Count the lines in the rows below that contain the string "white", treating uppercase and lowercase as different. Reply with the number only.
****************
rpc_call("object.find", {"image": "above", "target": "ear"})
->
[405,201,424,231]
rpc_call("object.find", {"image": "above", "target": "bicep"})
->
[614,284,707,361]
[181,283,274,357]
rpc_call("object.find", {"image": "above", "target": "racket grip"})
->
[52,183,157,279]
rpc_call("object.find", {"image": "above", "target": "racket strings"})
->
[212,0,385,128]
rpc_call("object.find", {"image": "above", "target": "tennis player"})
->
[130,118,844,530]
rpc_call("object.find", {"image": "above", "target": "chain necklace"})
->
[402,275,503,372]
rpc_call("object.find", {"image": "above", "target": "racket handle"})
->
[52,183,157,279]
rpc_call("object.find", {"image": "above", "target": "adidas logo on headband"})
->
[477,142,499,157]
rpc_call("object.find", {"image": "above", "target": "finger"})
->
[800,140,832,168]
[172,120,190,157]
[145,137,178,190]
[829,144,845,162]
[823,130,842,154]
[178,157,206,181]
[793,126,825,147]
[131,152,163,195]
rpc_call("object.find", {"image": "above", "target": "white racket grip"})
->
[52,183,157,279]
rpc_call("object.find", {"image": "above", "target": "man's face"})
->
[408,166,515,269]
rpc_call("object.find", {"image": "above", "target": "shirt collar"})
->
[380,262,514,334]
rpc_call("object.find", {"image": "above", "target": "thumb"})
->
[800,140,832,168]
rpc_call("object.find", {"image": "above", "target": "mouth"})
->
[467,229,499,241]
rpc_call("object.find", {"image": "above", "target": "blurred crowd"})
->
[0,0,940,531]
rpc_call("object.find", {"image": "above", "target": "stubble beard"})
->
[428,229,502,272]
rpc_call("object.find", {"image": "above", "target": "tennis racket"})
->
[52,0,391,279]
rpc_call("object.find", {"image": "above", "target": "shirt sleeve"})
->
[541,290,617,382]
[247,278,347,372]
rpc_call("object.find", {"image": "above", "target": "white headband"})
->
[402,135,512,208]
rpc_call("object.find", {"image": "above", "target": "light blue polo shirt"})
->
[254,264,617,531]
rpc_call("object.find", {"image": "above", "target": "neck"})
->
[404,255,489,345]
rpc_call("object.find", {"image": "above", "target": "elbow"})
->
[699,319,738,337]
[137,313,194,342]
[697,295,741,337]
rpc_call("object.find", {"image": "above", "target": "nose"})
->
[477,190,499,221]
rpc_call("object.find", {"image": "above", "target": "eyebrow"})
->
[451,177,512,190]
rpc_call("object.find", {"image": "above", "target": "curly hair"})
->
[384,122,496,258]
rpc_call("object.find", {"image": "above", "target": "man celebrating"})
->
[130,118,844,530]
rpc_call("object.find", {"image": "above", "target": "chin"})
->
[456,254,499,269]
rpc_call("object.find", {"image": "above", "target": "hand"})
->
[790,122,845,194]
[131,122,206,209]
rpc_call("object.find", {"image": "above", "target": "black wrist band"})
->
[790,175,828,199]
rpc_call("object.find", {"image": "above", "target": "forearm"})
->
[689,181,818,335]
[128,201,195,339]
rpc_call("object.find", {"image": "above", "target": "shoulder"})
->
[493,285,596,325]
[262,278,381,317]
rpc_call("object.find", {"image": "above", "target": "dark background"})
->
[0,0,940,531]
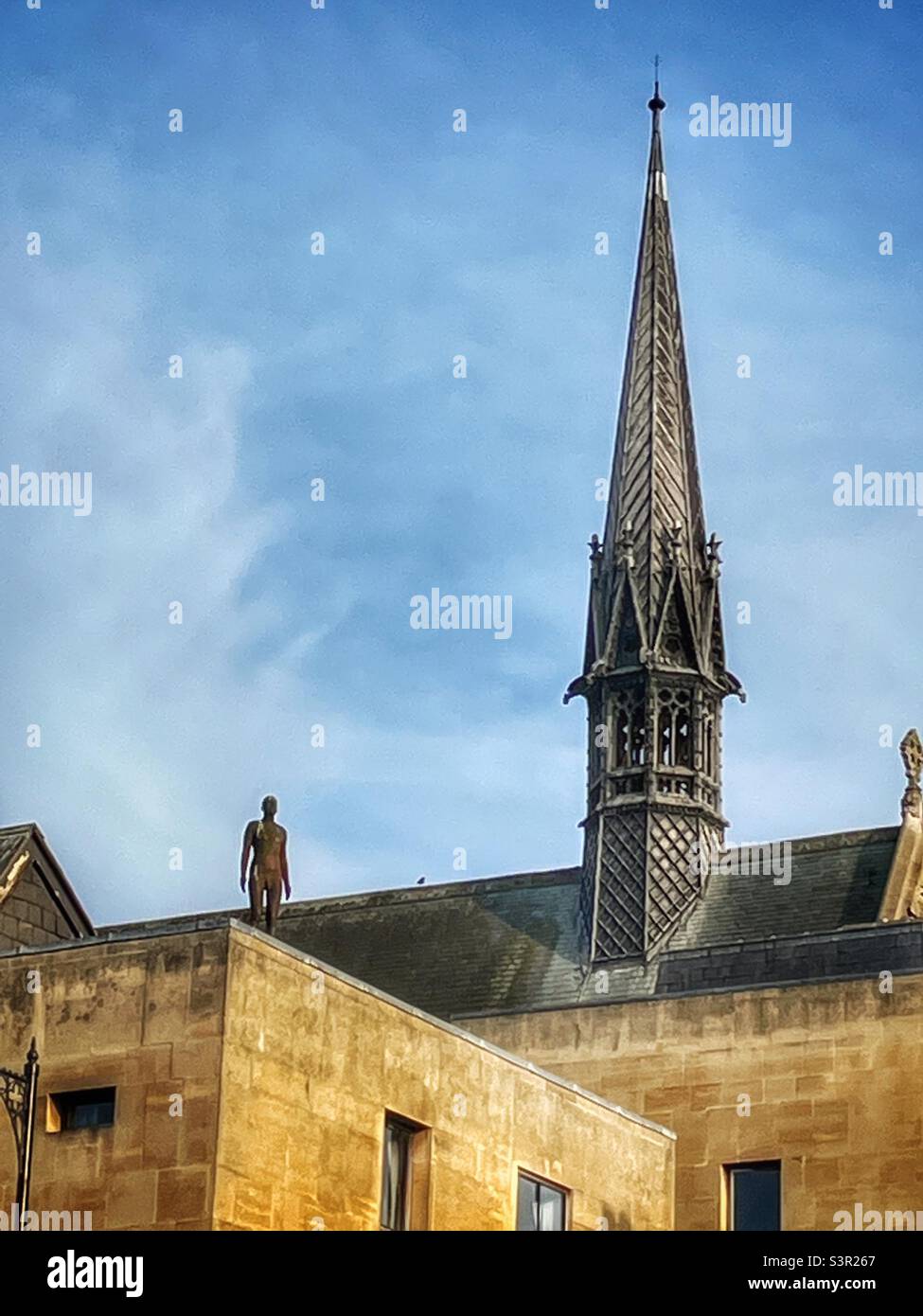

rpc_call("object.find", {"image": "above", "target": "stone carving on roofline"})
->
[879,728,923,922]
[900,726,923,819]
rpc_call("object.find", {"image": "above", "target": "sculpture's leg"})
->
[247,873,263,928]
[266,873,282,937]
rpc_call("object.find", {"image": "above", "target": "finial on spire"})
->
[648,55,666,115]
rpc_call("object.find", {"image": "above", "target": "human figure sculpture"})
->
[241,795,291,937]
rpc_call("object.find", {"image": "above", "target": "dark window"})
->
[47,1087,115,1133]
[516,1174,566,1232]
[727,1161,782,1232]
[382,1114,427,1231]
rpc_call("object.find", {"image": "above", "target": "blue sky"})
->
[0,0,923,921]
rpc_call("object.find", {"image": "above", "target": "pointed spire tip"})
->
[648,55,666,115]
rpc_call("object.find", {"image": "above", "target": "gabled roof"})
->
[0,823,95,945]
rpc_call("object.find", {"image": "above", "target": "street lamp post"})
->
[0,1037,38,1229]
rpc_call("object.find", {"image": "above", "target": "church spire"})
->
[565,79,740,959]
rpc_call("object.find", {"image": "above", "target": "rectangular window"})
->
[382,1113,429,1231]
[724,1161,782,1232]
[516,1174,567,1232]
[44,1087,115,1133]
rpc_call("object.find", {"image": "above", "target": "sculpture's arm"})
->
[241,823,256,891]
[279,827,291,900]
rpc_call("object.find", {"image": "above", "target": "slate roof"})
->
[100,827,923,1019]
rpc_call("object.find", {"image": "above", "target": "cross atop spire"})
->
[648,55,666,122]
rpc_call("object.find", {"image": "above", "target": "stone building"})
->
[0,90,923,1229]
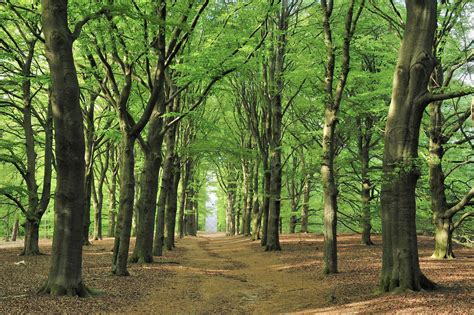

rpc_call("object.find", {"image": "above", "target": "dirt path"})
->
[0,234,474,315]
[130,234,320,314]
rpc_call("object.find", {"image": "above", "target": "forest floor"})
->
[0,234,474,314]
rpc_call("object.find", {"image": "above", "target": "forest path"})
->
[130,234,327,314]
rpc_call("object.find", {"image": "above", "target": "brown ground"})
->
[0,234,474,314]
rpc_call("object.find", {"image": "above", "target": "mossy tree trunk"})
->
[165,162,181,250]
[82,93,99,246]
[107,144,119,237]
[380,0,436,291]
[300,174,311,233]
[357,114,374,245]
[39,0,91,296]
[321,0,365,273]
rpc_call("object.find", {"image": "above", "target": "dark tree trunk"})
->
[11,218,20,242]
[321,0,365,273]
[165,167,180,250]
[112,135,135,276]
[130,152,161,263]
[107,145,118,237]
[39,0,91,296]
[252,159,262,241]
[20,30,53,255]
[301,173,311,233]
[357,115,374,245]
[153,128,176,256]
[91,149,105,240]
[178,162,190,238]
[21,219,40,256]
[82,93,98,246]
[380,0,437,291]
[259,156,271,246]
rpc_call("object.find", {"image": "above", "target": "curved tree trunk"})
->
[357,115,374,245]
[301,173,311,233]
[112,134,136,276]
[380,0,437,291]
[165,165,180,250]
[39,0,91,296]
[10,218,20,242]
[130,152,161,263]
[321,108,338,273]
[107,145,118,237]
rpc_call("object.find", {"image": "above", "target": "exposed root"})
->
[265,245,281,252]
[18,250,46,256]
[379,274,438,294]
[36,282,104,297]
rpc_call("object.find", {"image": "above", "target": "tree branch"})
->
[443,187,474,218]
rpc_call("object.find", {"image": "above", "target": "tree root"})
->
[36,282,104,297]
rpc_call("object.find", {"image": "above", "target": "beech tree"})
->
[380,0,472,291]
[40,0,93,296]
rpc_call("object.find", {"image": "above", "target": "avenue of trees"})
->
[0,0,474,296]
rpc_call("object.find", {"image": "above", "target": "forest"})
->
[0,0,474,314]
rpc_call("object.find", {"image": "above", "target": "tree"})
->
[321,0,365,273]
[380,0,470,291]
[39,0,93,296]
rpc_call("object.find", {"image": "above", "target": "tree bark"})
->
[39,0,92,296]
[11,218,20,242]
[112,133,136,276]
[153,128,175,256]
[107,145,118,237]
[357,115,374,245]
[380,0,437,291]
[82,93,98,246]
[252,159,262,241]
[178,161,191,238]
[301,173,311,233]
[165,164,180,250]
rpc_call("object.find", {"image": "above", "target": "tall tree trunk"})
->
[20,34,52,256]
[39,0,91,296]
[82,93,98,246]
[130,180,140,237]
[380,0,437,291]
[301,172,311,233]
[242,162,254,236]
[130,151,162,264]
[107,145,118,237]
[321,105,338,273]
[92,149,110,240]
[178,161,190,238]
[165,164,180,250]
[321,0,365,273]
[11,218,20,242]
[153,128,176,256]
[112,136,136,276]
[252,159,262,241]
[184,178,196,236]
[226,183,237,236]
[259,156,271,246]
[357,115,374,245]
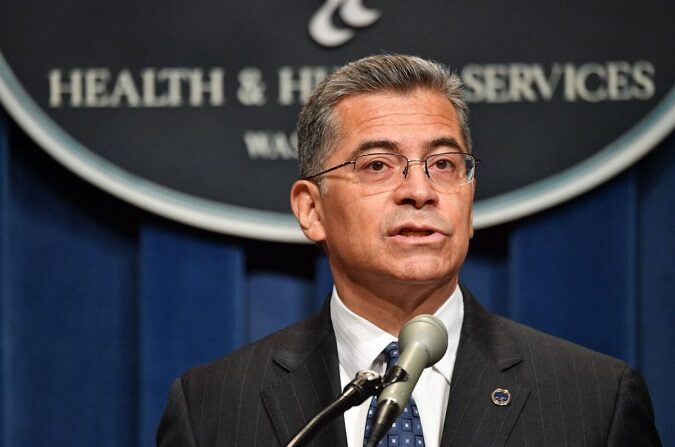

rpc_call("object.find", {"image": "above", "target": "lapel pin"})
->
****************
### Worked solution
2